Learning recovery is slow and more significant for some student groups, report says

The Center on Reinventing Public Education’s (CRPE) new report, The State of the American Student: Fall 2024, documents how pandemic disruptions impacted and continue to affect vulnerable student populations and offers an overview of overall recovery.

Efforts including offering tutoring, high-quality curricula and extended learning time have helped students rebound to varying extents, and promising practices to further academic and social-emotional progress have emerged.

“Education systems and stakeholders across the country are recognizing the value of relationships, joy, and flexibility. As a result, more new, agile, and future-oriented schooling models are appearing,” according to CRPE. “Further, there is a growing movement to help educators do their work more sustainably by collaborating in teams and using new technologies like generative [artificial intelligence] to reduce time on burdensome tasks.”

However, the report notes that recovery has been “slow and uneven” and resulted in the average U.S. student being less than halfway to “full academic recovery” in math and reading. “Too many students whose learning was most severely interrupted during the pandemic still aren’t getting the support they need to recover,” the report states.

The slow pace of recovery is significant for older students who are aging out of the K-12 system and lack time to catch up as well as their youngest counterparts who are entering school unprepared for grade-level work, which can have a lasting effect.

+ + + + + + +

> ASSIGNMENT 1:
List the efforts that the passage on learning recovery says have helped students rebound.
> ASSIGNMENT 2:
In the passage on learning recovery, reproduce the stretch from "Efforts including offering" through "progress have emerged.".

+ + + + + + +

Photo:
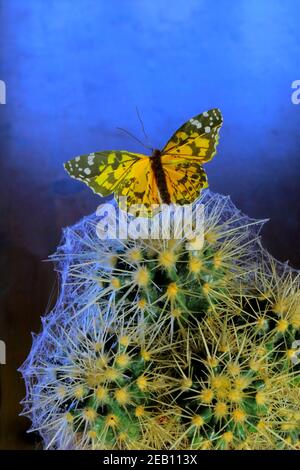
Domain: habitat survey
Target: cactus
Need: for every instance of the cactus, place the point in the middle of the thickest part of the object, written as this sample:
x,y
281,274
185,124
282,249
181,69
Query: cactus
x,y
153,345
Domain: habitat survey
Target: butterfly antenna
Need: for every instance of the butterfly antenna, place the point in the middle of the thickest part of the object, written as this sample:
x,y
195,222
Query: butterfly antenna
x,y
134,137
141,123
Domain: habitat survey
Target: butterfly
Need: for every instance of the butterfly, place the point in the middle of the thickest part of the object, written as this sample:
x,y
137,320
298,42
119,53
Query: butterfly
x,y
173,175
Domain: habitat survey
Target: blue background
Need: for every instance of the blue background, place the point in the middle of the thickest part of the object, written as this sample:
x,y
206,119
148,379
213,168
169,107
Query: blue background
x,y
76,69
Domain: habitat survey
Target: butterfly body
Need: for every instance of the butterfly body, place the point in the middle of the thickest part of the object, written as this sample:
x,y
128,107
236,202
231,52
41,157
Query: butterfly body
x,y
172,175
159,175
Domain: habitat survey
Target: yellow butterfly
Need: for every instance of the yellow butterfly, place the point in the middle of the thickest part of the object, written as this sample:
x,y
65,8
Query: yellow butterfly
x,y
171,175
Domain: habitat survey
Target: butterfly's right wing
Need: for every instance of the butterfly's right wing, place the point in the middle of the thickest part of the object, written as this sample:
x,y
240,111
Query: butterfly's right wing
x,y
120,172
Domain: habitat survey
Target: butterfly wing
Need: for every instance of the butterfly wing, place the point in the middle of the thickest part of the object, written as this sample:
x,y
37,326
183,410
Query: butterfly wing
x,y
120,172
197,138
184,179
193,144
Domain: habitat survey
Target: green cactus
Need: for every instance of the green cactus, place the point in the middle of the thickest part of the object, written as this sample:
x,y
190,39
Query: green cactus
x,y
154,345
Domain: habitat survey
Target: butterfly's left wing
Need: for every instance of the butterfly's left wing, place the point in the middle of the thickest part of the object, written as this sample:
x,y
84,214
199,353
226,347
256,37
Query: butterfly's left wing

+ + + + + + +

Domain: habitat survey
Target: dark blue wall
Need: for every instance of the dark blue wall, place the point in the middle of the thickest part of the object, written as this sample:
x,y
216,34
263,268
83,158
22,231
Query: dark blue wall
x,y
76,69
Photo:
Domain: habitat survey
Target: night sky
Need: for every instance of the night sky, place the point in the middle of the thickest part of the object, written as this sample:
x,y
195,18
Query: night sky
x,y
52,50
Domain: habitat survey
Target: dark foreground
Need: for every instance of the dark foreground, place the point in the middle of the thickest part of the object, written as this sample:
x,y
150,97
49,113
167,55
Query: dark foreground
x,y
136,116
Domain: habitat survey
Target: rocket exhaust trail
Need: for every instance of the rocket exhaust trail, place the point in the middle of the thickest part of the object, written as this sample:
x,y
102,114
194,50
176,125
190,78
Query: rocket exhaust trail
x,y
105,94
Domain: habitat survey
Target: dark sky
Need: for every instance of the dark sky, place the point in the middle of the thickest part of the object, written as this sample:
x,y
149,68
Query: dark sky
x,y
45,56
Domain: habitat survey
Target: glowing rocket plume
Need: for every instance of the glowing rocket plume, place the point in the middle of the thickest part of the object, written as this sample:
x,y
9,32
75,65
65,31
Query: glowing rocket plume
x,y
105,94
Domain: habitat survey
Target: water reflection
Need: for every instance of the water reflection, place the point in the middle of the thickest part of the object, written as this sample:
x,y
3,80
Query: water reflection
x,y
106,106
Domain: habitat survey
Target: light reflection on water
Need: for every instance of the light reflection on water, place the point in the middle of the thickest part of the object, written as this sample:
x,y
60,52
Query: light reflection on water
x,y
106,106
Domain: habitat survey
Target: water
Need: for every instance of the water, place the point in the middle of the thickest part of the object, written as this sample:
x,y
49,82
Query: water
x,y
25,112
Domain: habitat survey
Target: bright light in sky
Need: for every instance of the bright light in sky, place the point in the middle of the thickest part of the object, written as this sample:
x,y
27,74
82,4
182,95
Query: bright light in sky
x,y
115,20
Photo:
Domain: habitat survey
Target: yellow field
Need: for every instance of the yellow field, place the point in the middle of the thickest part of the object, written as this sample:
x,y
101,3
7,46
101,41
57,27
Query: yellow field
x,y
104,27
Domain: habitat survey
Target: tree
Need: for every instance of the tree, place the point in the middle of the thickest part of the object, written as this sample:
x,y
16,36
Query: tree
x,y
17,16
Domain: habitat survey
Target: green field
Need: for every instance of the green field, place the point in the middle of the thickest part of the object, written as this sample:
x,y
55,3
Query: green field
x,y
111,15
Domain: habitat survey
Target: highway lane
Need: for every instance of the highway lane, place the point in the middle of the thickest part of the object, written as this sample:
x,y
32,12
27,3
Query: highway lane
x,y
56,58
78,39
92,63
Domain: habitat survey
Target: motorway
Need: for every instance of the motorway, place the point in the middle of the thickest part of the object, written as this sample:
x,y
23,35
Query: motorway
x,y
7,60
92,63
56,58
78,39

+ + + + + + +

> RESPONSE AREA 1:
- Offering tutoring
- High-quality curricula
- Extended learning time

> RESPONSE AREA 2:
Efforts including offering tutoring, high-quality curricula and extended learning time have helped students rebound to varying extents, and promising practices to further academic and social-emotional progress have emerged.